Records for this task:
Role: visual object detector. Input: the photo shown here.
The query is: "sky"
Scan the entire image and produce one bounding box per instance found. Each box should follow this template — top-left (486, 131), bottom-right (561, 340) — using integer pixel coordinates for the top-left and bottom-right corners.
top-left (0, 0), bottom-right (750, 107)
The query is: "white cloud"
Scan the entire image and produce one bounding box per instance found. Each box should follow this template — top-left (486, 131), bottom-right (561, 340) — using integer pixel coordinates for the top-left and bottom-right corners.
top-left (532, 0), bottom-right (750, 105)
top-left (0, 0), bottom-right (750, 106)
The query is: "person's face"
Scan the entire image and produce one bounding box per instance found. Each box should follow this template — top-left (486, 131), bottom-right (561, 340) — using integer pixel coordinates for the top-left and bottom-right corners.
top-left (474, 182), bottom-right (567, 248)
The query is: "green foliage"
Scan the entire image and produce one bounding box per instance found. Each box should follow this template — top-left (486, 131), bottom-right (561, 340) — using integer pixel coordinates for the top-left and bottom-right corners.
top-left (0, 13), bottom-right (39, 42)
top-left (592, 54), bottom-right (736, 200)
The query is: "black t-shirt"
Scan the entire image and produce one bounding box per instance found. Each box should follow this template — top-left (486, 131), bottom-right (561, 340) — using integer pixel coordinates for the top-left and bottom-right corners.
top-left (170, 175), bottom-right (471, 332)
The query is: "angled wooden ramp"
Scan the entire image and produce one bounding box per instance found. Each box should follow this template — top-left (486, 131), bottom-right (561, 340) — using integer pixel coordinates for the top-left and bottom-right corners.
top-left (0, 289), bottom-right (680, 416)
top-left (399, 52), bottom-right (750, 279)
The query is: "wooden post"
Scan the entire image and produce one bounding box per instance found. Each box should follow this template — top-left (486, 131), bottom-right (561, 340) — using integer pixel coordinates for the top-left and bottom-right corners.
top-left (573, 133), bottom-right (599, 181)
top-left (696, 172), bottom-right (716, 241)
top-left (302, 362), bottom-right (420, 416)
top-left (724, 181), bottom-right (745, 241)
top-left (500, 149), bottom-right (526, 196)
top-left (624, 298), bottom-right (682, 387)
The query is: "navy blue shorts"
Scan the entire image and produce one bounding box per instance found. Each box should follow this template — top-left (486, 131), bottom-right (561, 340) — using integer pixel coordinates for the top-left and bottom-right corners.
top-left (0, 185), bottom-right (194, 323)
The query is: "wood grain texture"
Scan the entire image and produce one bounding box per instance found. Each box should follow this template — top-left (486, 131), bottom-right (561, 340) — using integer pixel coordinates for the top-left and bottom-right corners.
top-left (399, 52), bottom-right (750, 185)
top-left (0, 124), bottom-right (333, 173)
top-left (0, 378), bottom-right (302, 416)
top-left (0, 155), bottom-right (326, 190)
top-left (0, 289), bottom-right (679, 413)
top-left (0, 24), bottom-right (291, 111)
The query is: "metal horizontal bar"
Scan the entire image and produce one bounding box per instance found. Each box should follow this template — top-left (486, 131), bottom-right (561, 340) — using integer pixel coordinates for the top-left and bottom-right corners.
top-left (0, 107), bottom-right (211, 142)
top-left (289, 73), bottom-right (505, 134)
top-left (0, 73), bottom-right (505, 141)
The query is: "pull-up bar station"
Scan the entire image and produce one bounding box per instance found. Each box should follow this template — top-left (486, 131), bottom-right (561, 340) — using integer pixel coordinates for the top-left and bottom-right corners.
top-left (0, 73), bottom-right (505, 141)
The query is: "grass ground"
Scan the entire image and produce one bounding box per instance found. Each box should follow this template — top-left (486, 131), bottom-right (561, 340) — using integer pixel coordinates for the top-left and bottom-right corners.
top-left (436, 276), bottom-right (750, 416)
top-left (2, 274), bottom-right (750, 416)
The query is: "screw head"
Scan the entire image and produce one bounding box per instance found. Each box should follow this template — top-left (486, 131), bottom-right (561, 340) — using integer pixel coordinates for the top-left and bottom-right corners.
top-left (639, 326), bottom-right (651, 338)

What you need to do: Rewrite every line of the records above as a JSON list of strings, with one string per line and no entries for blank lines.

Answer to the problem:
[
  "Role: visual object detector. Input: the photo shown here.",
  "The query is: \"sky\"",
  "Scan the entire image and produce one bounding box per instance found. Each box should follow this template — top-left (486, 131), bottom-right (561, 340) — using integer pixel coordinates for the top-left and bottom-right corners.",
  "top-left (0, 0), bottom-right (750, 107)",
  "The query is: \"white cloud\"",
  "Scan the entire image and produce one bounding box per instance found. Each box should follow this template — top-left (486, 131), bottom-right (561, 340) — using integer pixel coordinates for the top-left and bottom-right corners.",
  "top-left (532, 0), bottom-right (750, 105)",
  "top-left (0, 0), bottom-right (750, 106)",
  "The query is: \"person's face\"",
  "Scan the entire image and produce one bounding box per instance found. Each box should follow this template — top-left (486, 131), bottom-right (561, 340) — using integer pixel coordinates for the top-left and bottom-right corners.",
  "top-left (474, 182), bottom-right (567, 248)",
  "The query is: \"green foliage\"",
  "Scan the entire image and produce one bounding box per instance found. Each box should follow this template — top-left (486, 131), bottom-right (561, 340) — using integer pixel coordinates for the top-left and bottom-right corners.",
  "top-left (0, 13), bottom-right (39, 42)",
  "top-left (592, 54), bottom-right (736, 200)",
  "The query is: \"black t-shirt\"",
  "Scan the entire image and produce one bounding box per instance found. Each box should follow this template — top-left (486, 131), bottom-right (561, 340) — using integer pixel coordinates for the top-left and bottom-right corners.",
  "top-left (170, 175), bottom-right (471, 332)",
  "The query is: \"angled wooden ramp\"",
  "Scan the entire image and produce one bounding box per instance found. Each box should follow this template — top-left (486, 131), bottom-right (561, 340) — using integer pixel coordinates for the top-left and bottom-right corners.",
  "top-left (0, 289), bottom-right (680, 416)",
  "top-left (399, 52), bottom-right (750, 279)",
  "The query is: \"wooden post\"",
  "Scan the entire image and produce one bounding box per instance found. Each box should follow this template — top-left (486, 131), bottom-right (561, 340) — using integer pixel coordinates for the top-left and bottom-right corners.",
  "top-left (573, 133), bottom-right (599, 181)",
  "top-left (696, 172), bottom-right (716, 241)",
  "top-left (302, 362), bottom-right (420, 416)",
  "top-left (724, 181), bottom-right (745, 241)",
  "top-left (500, 149), bottom-right (526, 196)",
  "top-left (624, 298), bottom-right (682, 387)",
  "The query is: \"navy blue shorts\"",
  "Scan the entire image and produce one bounding box per instance found. Each box should follow this template — top-left (486, 131), bottom-right (561, 340) — using integer pixel coordinates for the top-left and bottom-right corners.",
  "top-left (0, 185), bottom-right (194, 323)",
  "The query is: \"wood grain texture\"",
  "Scan the entire image and produce one bounding box per instance found. Each box should follow this template — top-left (486, 131), bottom-right (561, 340) — using integer pixel coordinates for the top-left and bottom-right corners.",
  "top-left (399, 52), bottom-right (750, 185)",
  "top-left (0, 124), bottom-right (333, 173)",
  "top-left (0, 378), bottom-right (302, 416)",
  "top-left (0, 155), bottom-right (326, 190)",
  "top-left (0, 289), bottom-right (679, 413)",
  "top-left (0, 24), bottom-right (291, 111)",
  "The query is: \"metal horizontal bar\"",
  "Scan the entire image and produce one bounding box per instance found. Each box should follow this template — top-left (486, 131), bottom-right (561, 340) — using integer pixel coordinates for the top-left and bottom-right corners.",
  "top-left (0, 107), bottom-right (211, 142)",
  "top-left (289, 73), bottom-right (505, 134)",
  "top-left (0, 73), bottom-right (505, 141)",
  "The query is: \"pull-up bar station\"",
  "Scan the entire image and produce one bounding box per instance found. Each box should follow this template — top-left (486, 131), bottom-right (561, 340) — using integer pixel coordinates for the top-left and bottom-right corners.",
  "top-left (0, 73), bottom-right (505, 141)",
  "The query is: \"grass ground\"",
  "Scan the entire image and produce one bounding box per instance found. Each box should follow this template — top-left (486, 131), bottom-right (561, 340) — using integer pixel coordinates for the top-left and bottom-right corners.",
  "top-left (436, 276), bottom-right (750, 416)",
  "top-left (2, 274), bottom-right (750, 416)",
  "The query is: \"screw head\"",
  "Scan the entire image and produce one bounding box per instance found. Each box should follow this template — top-left (486, 131), bottom-right (561, 340) — using integer pixel coordinates for the top-left and bottom-right corners.",
  "top-left (639, 326), bottom-right (651, 338)"
]